Passage provided
A particular star class that has proven especially useful for distance determinations is the Cephied variable [sic; "Cephied" should be "Cepheid"] group. These stars dim or brighten cyclicly with periods of days or weeks.

We can't span space with a ruler but mankind has developed an impressive kit of tools which can.

About 1908, in studying some of these stars in the Magellanic clouds (small nearby galaxies), Henrietta Leavitt of Harvard University noted that the brighter ones pulsed more slowly than the fainter ones. Since all were at roughly the same distance this meant that the slowly varying Cephieds [sic; "Cepheid"] were intrinsically more powerful than the more rapidly varying ones. A determination of the wattage of one of the Cephieds [sic; "Cepheid"] then served to calibrate all of them as standard wattage stars so that the (average) wattage of any of them is known if its period is known. Thus, a slowly varying Cephied [sic; "Cepheid"] variable which appears faint must be far away like a powerful lighthouse at a great distance.

Subsequently, Harlow Shapley of Harvard used the brightness of Cephied [sic; "Cepheid"] variable stars in our own galaxy to establish our galaxy's diameter as 100,000 light-years with our solar system over half-way to the edge. ⁵ [5. See COSMIC SEARCH, Winter 1981 (Serial No. 9) page 20.]

Then in the 1920s, Edwin Hubble, a lawyer turned astronomer, used the Mt. Wilson 2.5-meter telescope, the largest then in existence, to resolve some of the nearer external galaxies into stars and among then he found Cephied [sic; "Cepheid"] variables. Using these he established the distance of some of these galaxies at a million or more light-years.

[Items from a collection]
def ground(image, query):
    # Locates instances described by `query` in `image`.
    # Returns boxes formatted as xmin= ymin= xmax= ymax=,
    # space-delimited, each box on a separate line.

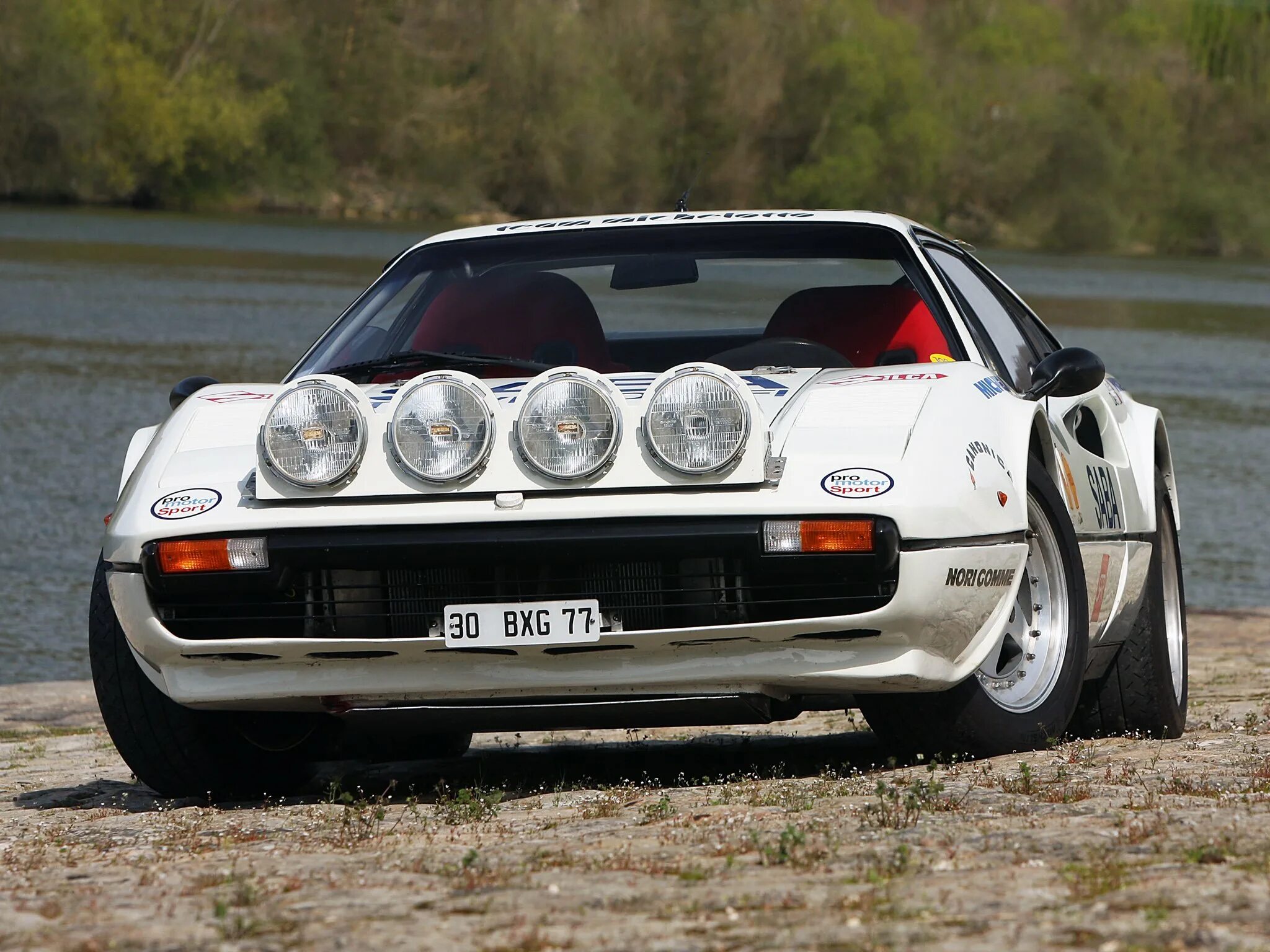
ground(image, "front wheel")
xmin=1073 ymin=469 xmax=1188 ymax=738
xmin=87 ymin=562 xmax=330 ymax=800
xmin=858 ymin=459 xmax=1088 ymax=757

To-do list
A. In the passage on Cepheid variables, what diameter did Harlow Shapley establish for our galaxy?
B. Extend the passage on Cepheid variables, picking up right after its final sentence.
None of the items are needed here.

The answers
A. 100,000 light-years

B.
Hubble with Milton Humason, his observing assistant, also photographed spectra of these galaxies. They noted that the light from the galaxies was shifted to longer wavelengths by an amount which increased with the distance of the galaxy. This shift to longer or redder wavelengths, called a redshift, implied that the galaxies were receding from us with a velocity which increased in proportion to their distance and this led Hubble to conclude that we live in an expanding universe. ⁶ [6. The redshift is thought to be produced by the Doppler effect, a phenomenon which we often experience audibly as the decrease in pitch (increase in wavelength) of the horn of a truck or locomotive that is moving away from us. See COSMIC SEARCH, Fall 1979, (Serial No. 4) page 25.]

Going backwards in time, like running a movie film of the universe in reverse, the expansion appears to have started about 15 billion years ago with a titanic explosion called the Big Bang. Assuming that all objects in the universe partake of the expansion, a measurement of any object's redshift can tell us how far it is. ⁷ [7. The redshift gives the velocity and the velocity the distance. In symbols, R=vT, where R is the distance (in meters), v is the velocity (in meters per second) and T is the age of the universe (in seconds). See COSMIC SEARCH, Spring 1980 (Serial No. 6) page 32 and Summer, 1980 (Serial No. 7) page 22; also OUR COSMIC UNIVERSE by John Kraus, Cygnus-Quasar Books, 1980, Pages 59 and 182.] In this manner, distances have been deduced for quasars almost to the "edge" of the universe. ⁸ [8. The term "edge of the universe" is metaphorical. More properly it is a celestial horizon or observational limit.] The most distant known object is quasar OQ172 at 91 percent of the way to the "edge". The most distant galaxies Hubble measured are only a few percent of the way and the most distant known galaxies are about 60 percent of the way. A galaxy is a huge aggregation of 100s of billions of stars. Many astronomers believe that a quasar is a galaxy with an extra-powerful nucleus but so far away that it appears only as a starlike point of light. Hence, the name QUASAR for QUASi-stellAR object, an object which looks like a star but isn't.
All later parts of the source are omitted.